- [PROMPT] Output each entry verbatim and exclude every picture from it.

++++ INPUT DATA

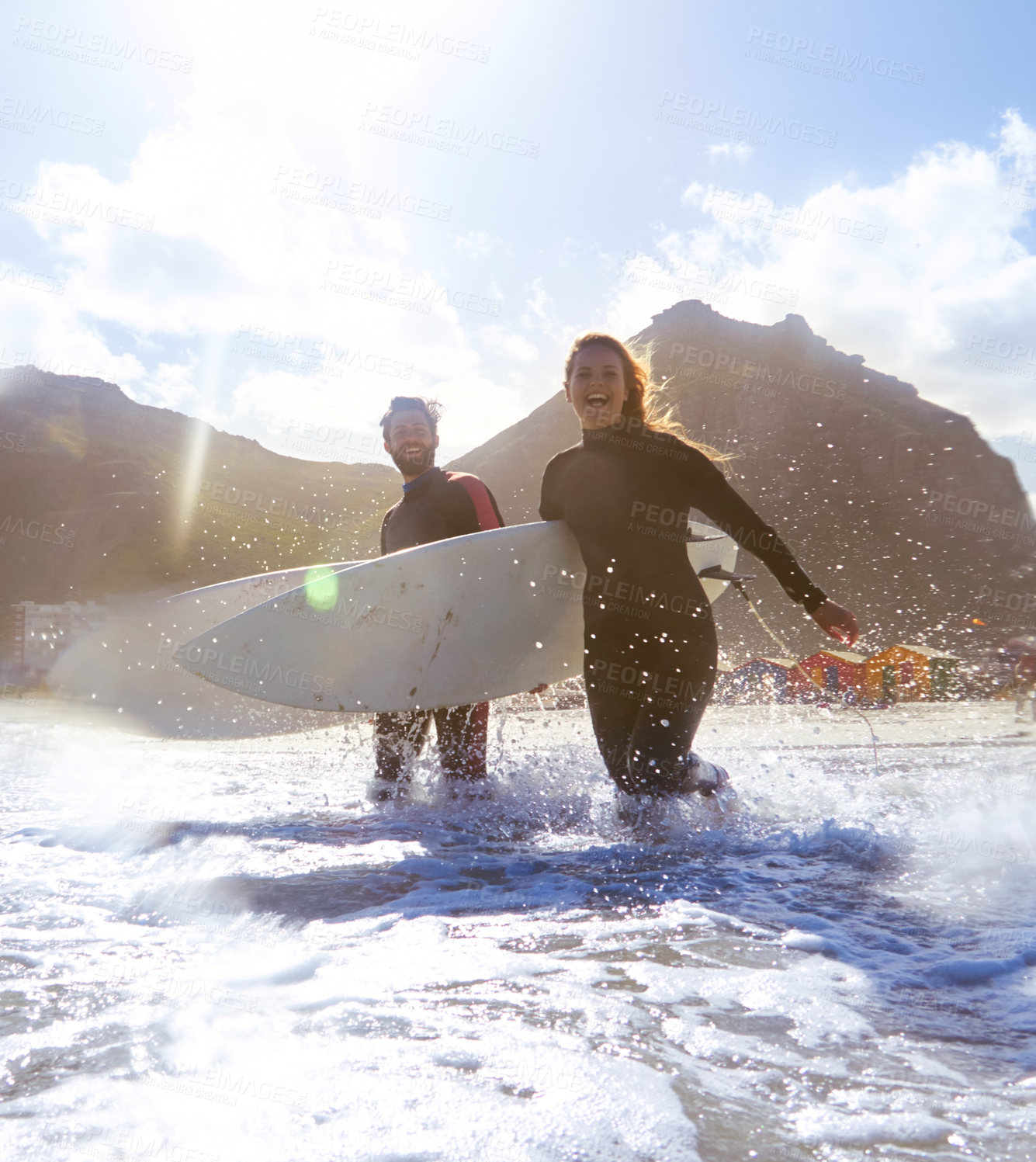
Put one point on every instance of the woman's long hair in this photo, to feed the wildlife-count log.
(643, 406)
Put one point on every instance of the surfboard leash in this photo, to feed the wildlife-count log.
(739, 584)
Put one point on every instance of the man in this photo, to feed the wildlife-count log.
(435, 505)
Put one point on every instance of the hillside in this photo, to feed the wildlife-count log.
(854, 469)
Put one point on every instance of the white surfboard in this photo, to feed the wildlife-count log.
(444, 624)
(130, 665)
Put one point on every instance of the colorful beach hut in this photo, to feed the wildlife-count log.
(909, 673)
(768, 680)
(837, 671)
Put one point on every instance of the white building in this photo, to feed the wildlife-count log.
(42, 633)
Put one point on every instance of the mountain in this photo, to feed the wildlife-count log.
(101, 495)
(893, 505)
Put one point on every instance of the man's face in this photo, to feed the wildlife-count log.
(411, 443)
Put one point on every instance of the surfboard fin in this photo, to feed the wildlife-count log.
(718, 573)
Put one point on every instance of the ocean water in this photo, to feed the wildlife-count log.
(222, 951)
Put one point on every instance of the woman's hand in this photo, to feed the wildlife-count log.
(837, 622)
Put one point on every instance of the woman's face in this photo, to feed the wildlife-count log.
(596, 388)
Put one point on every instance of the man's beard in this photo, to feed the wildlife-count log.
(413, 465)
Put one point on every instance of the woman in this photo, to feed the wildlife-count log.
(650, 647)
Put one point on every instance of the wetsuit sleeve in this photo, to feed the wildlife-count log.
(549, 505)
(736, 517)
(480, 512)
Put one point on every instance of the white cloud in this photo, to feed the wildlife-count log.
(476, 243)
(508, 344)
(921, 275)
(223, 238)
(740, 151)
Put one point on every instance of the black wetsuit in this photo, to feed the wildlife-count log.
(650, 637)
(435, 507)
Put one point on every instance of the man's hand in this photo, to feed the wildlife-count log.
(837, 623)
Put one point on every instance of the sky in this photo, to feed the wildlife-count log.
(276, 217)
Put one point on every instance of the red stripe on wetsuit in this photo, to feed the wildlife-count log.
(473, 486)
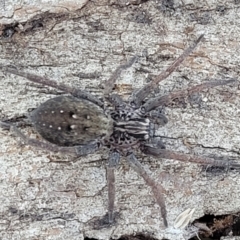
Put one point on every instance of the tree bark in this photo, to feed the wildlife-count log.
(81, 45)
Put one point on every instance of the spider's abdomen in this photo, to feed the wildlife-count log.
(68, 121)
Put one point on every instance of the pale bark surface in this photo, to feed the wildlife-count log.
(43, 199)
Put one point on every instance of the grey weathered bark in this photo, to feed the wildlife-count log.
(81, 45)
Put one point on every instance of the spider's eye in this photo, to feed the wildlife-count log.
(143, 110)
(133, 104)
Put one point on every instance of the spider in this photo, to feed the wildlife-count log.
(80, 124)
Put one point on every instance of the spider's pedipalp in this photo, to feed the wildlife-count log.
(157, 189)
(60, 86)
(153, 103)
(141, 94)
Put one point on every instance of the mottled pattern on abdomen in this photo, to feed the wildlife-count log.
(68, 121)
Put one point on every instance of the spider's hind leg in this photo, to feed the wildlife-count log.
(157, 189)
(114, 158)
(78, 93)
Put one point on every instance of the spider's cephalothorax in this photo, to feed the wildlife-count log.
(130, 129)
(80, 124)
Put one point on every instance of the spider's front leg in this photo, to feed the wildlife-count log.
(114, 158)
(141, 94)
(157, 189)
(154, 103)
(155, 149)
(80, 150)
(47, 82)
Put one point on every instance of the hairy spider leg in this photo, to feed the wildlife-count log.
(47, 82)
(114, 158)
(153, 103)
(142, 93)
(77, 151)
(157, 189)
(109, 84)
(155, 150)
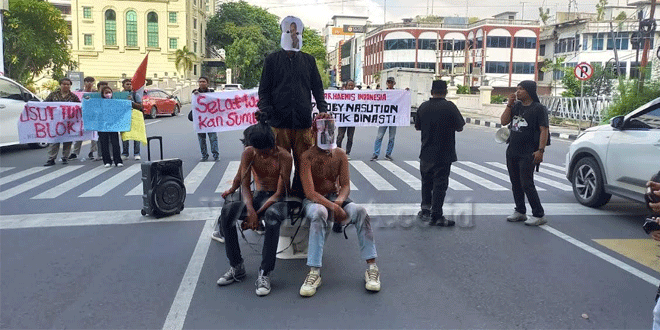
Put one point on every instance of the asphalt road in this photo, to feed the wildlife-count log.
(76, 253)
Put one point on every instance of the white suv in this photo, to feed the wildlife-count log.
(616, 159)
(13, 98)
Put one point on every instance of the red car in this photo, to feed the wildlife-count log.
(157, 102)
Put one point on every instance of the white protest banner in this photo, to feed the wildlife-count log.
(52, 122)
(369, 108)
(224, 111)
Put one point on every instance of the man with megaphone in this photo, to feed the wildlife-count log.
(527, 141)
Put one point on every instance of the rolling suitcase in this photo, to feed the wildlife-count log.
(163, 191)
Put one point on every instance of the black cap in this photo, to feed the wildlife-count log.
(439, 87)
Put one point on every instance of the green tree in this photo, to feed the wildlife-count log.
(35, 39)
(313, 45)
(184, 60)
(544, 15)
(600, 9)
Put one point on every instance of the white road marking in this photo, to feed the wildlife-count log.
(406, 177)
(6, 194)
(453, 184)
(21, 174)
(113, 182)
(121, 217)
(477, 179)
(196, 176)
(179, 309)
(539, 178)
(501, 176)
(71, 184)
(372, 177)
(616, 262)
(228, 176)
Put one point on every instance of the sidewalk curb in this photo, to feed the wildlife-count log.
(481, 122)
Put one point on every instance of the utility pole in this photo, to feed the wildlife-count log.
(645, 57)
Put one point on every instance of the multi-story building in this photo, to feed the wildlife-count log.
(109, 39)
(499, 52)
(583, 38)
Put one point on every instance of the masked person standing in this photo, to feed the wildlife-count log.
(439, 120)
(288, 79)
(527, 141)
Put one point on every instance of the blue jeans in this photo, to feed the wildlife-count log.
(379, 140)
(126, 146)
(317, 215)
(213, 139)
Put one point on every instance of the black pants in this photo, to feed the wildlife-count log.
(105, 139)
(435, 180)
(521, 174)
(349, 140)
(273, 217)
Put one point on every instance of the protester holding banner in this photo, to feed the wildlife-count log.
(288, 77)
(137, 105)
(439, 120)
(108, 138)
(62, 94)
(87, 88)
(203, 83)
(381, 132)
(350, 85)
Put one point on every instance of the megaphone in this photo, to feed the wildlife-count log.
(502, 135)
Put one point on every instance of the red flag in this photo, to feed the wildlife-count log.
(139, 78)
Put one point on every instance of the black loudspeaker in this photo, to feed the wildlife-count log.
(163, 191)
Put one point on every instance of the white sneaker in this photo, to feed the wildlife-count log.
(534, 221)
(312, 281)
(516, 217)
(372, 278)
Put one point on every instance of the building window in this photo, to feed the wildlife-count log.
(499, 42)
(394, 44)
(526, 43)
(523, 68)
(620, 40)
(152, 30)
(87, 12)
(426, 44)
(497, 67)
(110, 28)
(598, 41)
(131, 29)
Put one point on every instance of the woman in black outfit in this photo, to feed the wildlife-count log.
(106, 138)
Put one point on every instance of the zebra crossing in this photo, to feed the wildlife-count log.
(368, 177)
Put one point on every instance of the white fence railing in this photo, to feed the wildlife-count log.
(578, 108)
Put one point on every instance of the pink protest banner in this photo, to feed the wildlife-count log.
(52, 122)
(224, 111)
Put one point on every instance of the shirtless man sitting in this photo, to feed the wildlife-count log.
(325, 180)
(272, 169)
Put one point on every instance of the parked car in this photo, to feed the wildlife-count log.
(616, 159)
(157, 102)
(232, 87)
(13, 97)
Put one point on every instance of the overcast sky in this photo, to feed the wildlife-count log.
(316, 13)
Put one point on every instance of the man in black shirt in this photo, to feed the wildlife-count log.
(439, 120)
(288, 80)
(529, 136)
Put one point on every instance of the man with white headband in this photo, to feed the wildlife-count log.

++++++++

- [REPLY TO THE EXERCISE]
Put one point on every instance of the woman's long hair in this photo, to feed the wildlife-count log.
(643, 406)
Put one point on every instance of the surfboard leash in this photo, to feed the wildlife-count log.
(739, 584)
Put one point on every instance of the man in this photo, to feed the wildlife-count log.
(435, 505)
Put one point on every instance of the hillside in this photo, to feed the wildlife-count log.
(854, 469)
Put one point on every instance of the white surfboard in this photo, to feed the wildlife-count log.
(444, 624)
(130, 665)
Put one point on every instance of the colorful beach hut in this photo, to feed the wildlife-count log.
(909, 673)
(768, 680)
(837, 671)
Put one point on every instance of the white building in this photo, to feed the wildlife-count log.
(42, 633)
Put one point on every instance of the mountain in this photo, to feed the wildlife-count log.
(101, 495)
(893, 505)
Put one point on every instance of the man's face in this photo, to feed the wildlife-count log.
(411, 443)
Put one point on every instance of the surfboard fin in this photo, to feed the wildlife-count log.
(718, 573)
Put one point on every instance of the ocean water in this photo, to feed the wildlife-count log.
(222, 951)
Put one point on every instance of the woman's hand in this photo, to feed the wildlife-count log.
(837, 622)
Put one point on every instance of the woman's face in this photo, to feed the wildlife-count log.
(596, 388)
Put one point on every instance of the man's beard in this photo, to feed the wildlife-count log.
(413, 465)
Put one point on every instance of the woman in this photo, to feed the wildlife-count log.
(650, 647)
Put one point on every instance of the wetsuit sleeve in this photo, to feed the wildlife-count log.
(549, 505)
(736, 517)
(480, 512)
Put one point on every instance of the white cloud in this photo, to feed the wildlife-count log.
(476, 243)
(508, 344)
(921, 275)
(223, 238)
(740, 151)
Put one point on every instance of the black wetsuit in this photo, to feed the wildlife-count log.
(650, 637)
(435, 507)
Put one point on every instance of the man's hand in this photo, to feed the wildlife-count log.
(837, 623)
Put one point on every instance of the sky in this photo, to feed the wildlife-count log.
(276, 217)
Put one point on every instance of the red stripe on wetsuit in this photo, to feed the wildlife-count log.
(473, 486)
Put one point on every instance of the tree bark in this photo, to feed the wildlife-count log.
(81, 45)
Put one point on every instance of the spider's abdomen in this photo, to feed the wildlife-count log.
(68, 121)
Put one point on every instance of the pale bark surface in this photo, to feed the wildlife-count log.
(43, 199)
Put one point on every instance of the grey weathered bark in this photo, to feed the wildlife-count log.
(81, 45)
Put one point on every instance of the spider's eye in this photo, to feed the wildlife-count log.
(143, 110)
(133, 104)
Put one point on every instance of the spider in this photo, to feed the wildlife-count log.
(80, 124)
Put one point on every instance of the spider's pedipalp in this photo, to feed the wildlife-count log.
(157, 189)
(60, 86)
(153, 103)
(141, 94)
Put one point on every instance of the mottled pattern on abdomen in this photo, to feed the wildlife-count log.
(68, 121)
Put one point on every instance of the spider's hind leg in this photo, to feed the wildlife-count log.
(157, 189)
(114, 158)
(78, 93)
Put one point on every instance of the spider's cephalothorax in this photo, to feed the wildlife-count log.
(130, 129)
(80, 124)
Put one point on every instance of the spider's front leg in this photo, to feed the wildlife-count log.
(114, 158)
(141, 94)
(157, 189)
(154, 103)
(155, 149)
(80, 150)
(47, 82)
Put one point on every instance of the hairy spider leg in this photo, to feed the wildlife-count log.
(47, 82)
(114, 158)
(153, 103)
(142, 93)
(77, 151)
(157, 189)
(109, 84)
(155, 150)
Put one point on every instance of the asphalt road in this photo, to feed the wildlife-count log.
(76, 253)
Put one point on every instance of the white suv in this photo, to feed the wildlife-count log.
(616, 159)
(13, 98)
Put one point on every instance of the red car in this photo, to feed the wildlife-count log.
(157, 102)
Put one point on every instance of the white protest banner in this photo, to feed the wildlife-count log.
(52, 122)
(369, 108)
(224, 111)
Put one point on every instance of the man with megaphone in this photo, to feed the wildlife-count log.
(527, 141)
Put one point on every instance of the rolling suitcase in this photo, to feed the wildlife-count log.
(163, 191)
Put one point on every instance of the black cap in this photo, to feed the wildlife-count log.
(439, 87)
Put one point on every instance of the green tree in this photo, to feed the wildlife-count log.
(35, 39)
(313, 45)
(184, 60)
(544, 15)
(600, 9)
Put one point on every instance of the white road marking in this photo, to feed the wildlife-count log.
(406, 177)
(6, 194)
(453, 184)
(21, 174)
(113, 182)
(121, 217)
(477, 179)
(196, 176)
(179, 309)
(539, 178)
(501, 176)
(71, 184)
(372, 177)
(616, 262)
(228, 176)
Put one point on every instance of the sidewalk curb in this photo, to feed the wildlife-count log.
(481, 122)
Put one point on every instance of the utility pole in this photo, to feed the wildlife-count log.
(645, 57)
Put one point on every instance of the multi-story building in this photo, to feed the wildlife-count log.
(109, 39)
(499, 52)
(583, 38)
Put one point on every instance of the masked person standing in this photo, to feed the wildlife-count log.
(439, 120)
(288, 79)
(527, 141)
Put one point on every instance of the blue jeans in this photo, to feed the wildlife-count log.
(379, 140)
(126, 146)
(317, 215)
(213, 139)
Put one point on every instance of the black pants in this photo, to feed the wildlife-count log.
(105, 139)
(435, 180)
(521, 174)
(349, 140)
(273, 217)
Put one point on every instance of the protester holding banner in this photo, to feed the wildlife-count log.
(288, 77)
(137, 105)
(439, 120)
(108, 138)
(62, 94)
(87, 88)
(203, 83)
(381, 132)
(350, 85)
Put one point on every instance of the megaphone in this photo, to feed the wildlife-count log.
(502, 135)
Put one point on every instance of the red flag in this photo, to feed the wildlife-count log.
(139, 78)
Put one point on every instance of the black loudspeaker in this photo, to feed the wildlife-count log.
(163, 191)
Put one point on every instance of the white sneaker in this photo, to feed the wildlife-count log.
(534, 221)
(312, 281)
(516, 217)
(372, 278)
Put one point on every instance of the building window in this photo, to feed the wildlife-count log.
(499, 42)
(394, 44)
(526, 43)
(523, 68)
(620, 40)
(152, 30)
(87, 12)
(426, 44)
(497, 67)
(110, 28)
(598, 41)
(131, 29)
Put one point on every instance of the woman in black outfit in this photo, to feed the wildlife-count log.
(106, 138)
Put one point on every instance of the zebra crossing in this photo, to feed the wildlife-count log.
(368, 177)
Put one point on every instance of the white fence railing in this photo, to feed the wildlife-count log.
(578, 108)
Put one point on every instance of the pink protest banner in this photo, to feed the wildlife-count log.
(52, 122)
(224, 111)
Put one point on every instance of the shirtless man sitting in this photo, to feed the wildlife-count log.
(325, 180)
(272, 169)
Put one point on every instance of the parked car in this photo, to feed the wildlife-count log.
(616, 159)
(157, 102)
(232, 87)
(13, 97)
Put one point on every instance of the overcast sky in this photo, to feed the wildlife-count log.
(316, 13)
Put one point on every instance of the man in black shirt in this photo, to feed the wildlife-count log.
(439, 120)
(288, 80)
(529, 136)
Put one point on every instance of the man with white headband in this photo, to feed the wildlife-count log.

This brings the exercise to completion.